(Region pointing data):
________

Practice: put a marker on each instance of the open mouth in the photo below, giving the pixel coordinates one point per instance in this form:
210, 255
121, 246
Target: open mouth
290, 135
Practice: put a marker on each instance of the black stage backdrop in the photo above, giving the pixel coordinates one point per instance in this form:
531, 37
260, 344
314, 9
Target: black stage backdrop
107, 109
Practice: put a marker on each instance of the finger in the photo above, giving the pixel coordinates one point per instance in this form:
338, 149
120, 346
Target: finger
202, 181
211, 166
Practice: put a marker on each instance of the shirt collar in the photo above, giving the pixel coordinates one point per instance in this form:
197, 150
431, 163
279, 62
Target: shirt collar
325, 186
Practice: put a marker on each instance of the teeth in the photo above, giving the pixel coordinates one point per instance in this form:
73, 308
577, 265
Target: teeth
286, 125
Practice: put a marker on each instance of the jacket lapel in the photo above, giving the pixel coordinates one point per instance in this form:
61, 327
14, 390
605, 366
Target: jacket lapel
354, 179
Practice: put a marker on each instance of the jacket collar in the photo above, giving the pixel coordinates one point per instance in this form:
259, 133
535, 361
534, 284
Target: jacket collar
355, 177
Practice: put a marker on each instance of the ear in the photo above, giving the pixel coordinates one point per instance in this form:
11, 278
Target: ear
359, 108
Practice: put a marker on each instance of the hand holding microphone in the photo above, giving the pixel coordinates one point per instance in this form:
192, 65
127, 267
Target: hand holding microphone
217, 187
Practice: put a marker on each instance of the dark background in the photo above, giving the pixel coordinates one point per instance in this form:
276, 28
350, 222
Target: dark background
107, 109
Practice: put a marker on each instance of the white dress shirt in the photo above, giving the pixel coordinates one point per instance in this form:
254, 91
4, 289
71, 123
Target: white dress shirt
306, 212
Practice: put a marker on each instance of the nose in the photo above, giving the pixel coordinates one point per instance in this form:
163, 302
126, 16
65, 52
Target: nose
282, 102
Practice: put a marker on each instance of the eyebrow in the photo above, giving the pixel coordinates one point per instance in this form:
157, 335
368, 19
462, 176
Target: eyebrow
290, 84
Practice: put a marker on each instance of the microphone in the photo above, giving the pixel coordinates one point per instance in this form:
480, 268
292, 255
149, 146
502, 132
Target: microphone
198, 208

________

(Directions): What is needed is each line of the data, printed exactly.

(The answer):
Practice: put a marker on each instance of the open mouth in the photo below, giving the pixel coordinates one point per instance in this form:
210, 255
121, 246
Target: open mouth
290, 135
Practice: put a marker on each instance of the black stage backdrop in the photo above, giving the pixel coordinates one point per instance in this form:
531, 37
260, 344
314, 9
Target: black stage backdrop
107, 109
Practice: put a marker on each instance of the finger in the photo above, giving the pixel coordinates one point per instance in this form:
338, 149
120, 346
Target: finger
202, 181
211, 166
Practice: put a marker on each instance of the shirt collar in the photo above, giving the pixel coordinates one point per instance in this form:
197, 150
431, 163
279, 62
Target: shirt collar
325, 186
Practice: put a marker on each instance of the teeth in the photo above, giving the pixel coordinates one point per instance in this form:
73, 308
577, 265
Target: teeth
286, 125
Practice: put a marker on each instance of the jacket lapel in the photo above, giving the pixel coordinates one point per instance in this form:
61, 327
14, 390
605, 366
Target: jacket lapel
354, 179
Practice: put a marker on each instance of the jacket collar in the photo above, giving the pixel coordinates one point per instance in this form:
259, 133
535, 361
534, 284
Target: jacket collar
355, 177
Practice: put a marker on each instance of the ear in the photo above, giving the pixel coordinates one point per instance in this form:
11, 278
Target: ear
359, 108
Practice: put a marker on each instance of the hand holding microphone in the photo above, giving the pixel coordinates one point per instance in this form:
192, 65
127, 267
Target: hand holding microphone
217, 187
Practice: put a marker on each instance of the dark background in the photo above, giving the pixel coordinates one point per instance in this form:
276, 28
350, 222
Target: dark background
107, 109
Practice: put a marker on each instance of the white dress shirt in the photo above, giving the pixel coordinates one point per instance in this form:
254, 91
4, 289
71, 123
Target: white dress shirt
306, 212
Practice: put a marker on each instance of the nose in the photo above, giving the pixel coordinates one point per instance in this form:
163, 302
126, 16
65, 52
Target: nose
282, 102
Practice: put a marker on each instance of the eyebrow in the photo above, giving the pixel coordinates one point per instance in this form:
157, 335
368, 19
462, 176
Target: eyebrow
290, 84
Practice: put a marker on each instance of the microphone in the photo above, giving the pixel coordinates one point per instance in this form:
480, 268
292, 255
149, 146
502, 132
Target: microphone
198, 208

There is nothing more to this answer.